### MATERIAL SHOWN

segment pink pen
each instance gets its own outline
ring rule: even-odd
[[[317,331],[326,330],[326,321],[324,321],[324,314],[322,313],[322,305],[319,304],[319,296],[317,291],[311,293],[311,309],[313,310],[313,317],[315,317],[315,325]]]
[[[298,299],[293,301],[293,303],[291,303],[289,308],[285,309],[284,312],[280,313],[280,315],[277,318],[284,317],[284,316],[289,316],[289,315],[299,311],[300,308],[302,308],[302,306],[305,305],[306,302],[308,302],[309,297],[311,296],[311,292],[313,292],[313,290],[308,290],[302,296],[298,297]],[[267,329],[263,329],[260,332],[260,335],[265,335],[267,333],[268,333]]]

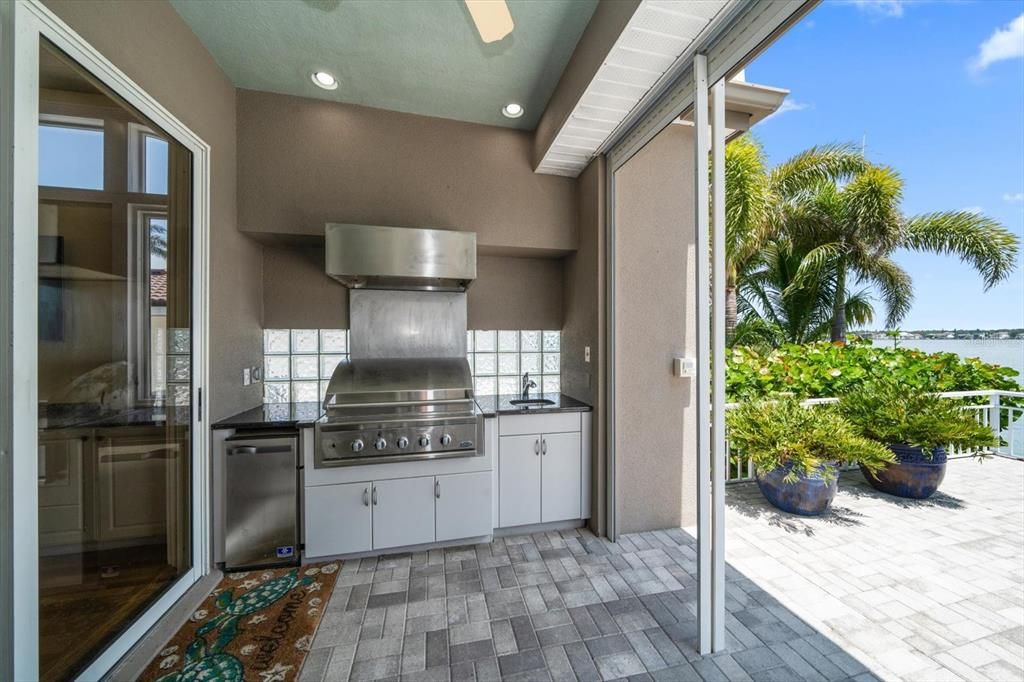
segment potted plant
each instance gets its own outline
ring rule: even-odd
[[[839,407],[862,435],[895,455],[877,472],[864,470],[868,483],[890,495],[930,497],[946,475],[947,447],[997,444],[992,430],[955,401],[892,379],[862,384],[843,396]]]
[[[793,514],[821,514],[835,497],[838,463],[878,470],[892,461],[885,447],[860,436],[835,407],[804,407],[795,398],[753,400],[726,415],[734,452],[753,460],[765,498]]]

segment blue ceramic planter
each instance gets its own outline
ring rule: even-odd
[[[878,472],[877,478],[861,466],[860,470],[871,487],[883,493],[924,500],[932,496],[946,476],[946,450],[935,448],[929,458],[921,448],[893,444],[889,449],[896,462]]]
[[[798,474],[797,481],[787,483],[783,479],[791,469],[792,465],[785,464],[771,471],[758,471],[757,486],[761,494],[773,505],[791,514],[817,516],[825,512],[836,496],[838,476],[833,475],[831,481],[826,481],[825,467],[822,465],[810,476]]]

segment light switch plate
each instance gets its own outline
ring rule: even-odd
[[[259,382],[263,381],[263,368],[260,367],[259,365],[256,365],[255,367],[252,368],[251,376],[252,382],[254,384],[258,384]]]
[[[590,346],[583,347],[583,361],[590,362]]]
[[[242,385],[248,386],[252,383],[252,368],[246,367],[242,370]]]

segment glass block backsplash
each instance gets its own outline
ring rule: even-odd
[[[524,372],[535,391],[561,389],[561,332],[470,330],[466,332],[469,369],[479,395],[521,390]],[[345,329],[264,329],[263,401],[323,400],[335,366],[348,358]]]

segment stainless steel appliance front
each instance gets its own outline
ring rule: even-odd
[[[298,564],[298,437],[236,434],[224,455],[225,568]]]

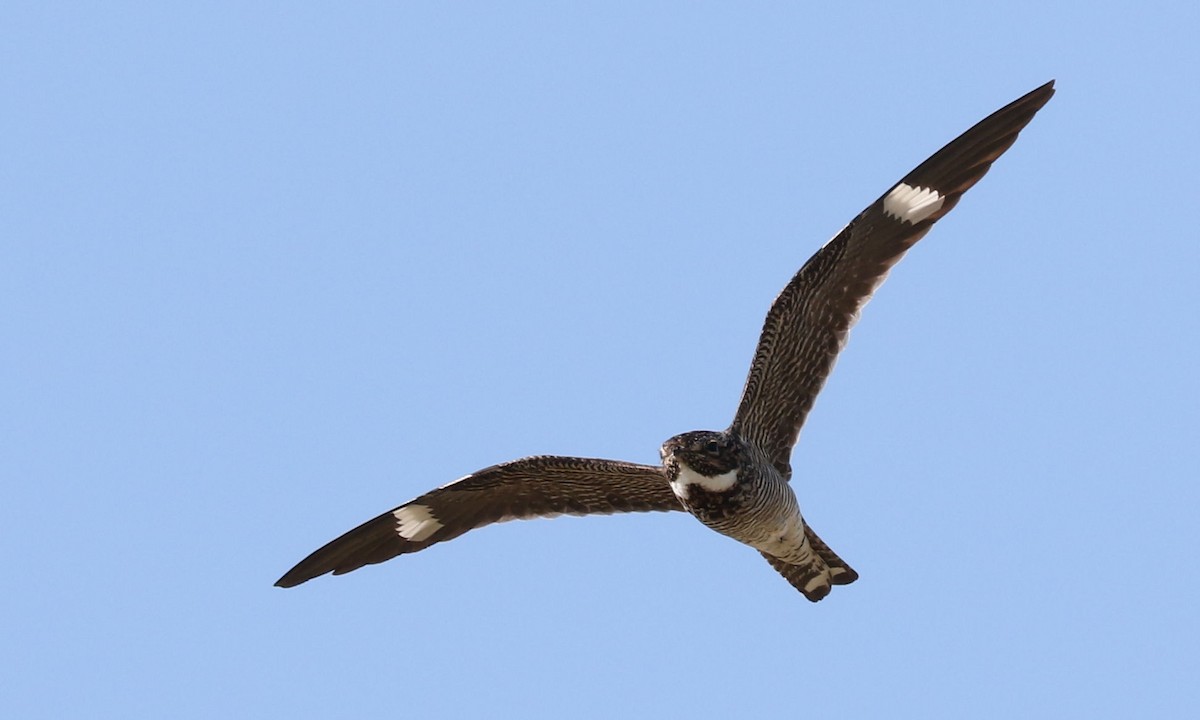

### WHAT IS BEING ASKED
Take every line from the data that includes the word "segment".

### RESPONSE TO THIS EXERCISE
segment pink pen
segment potted plant
segment blue ceramic planter
segment light switch plate
segment glass block backsplash
segment stainless steel appliance front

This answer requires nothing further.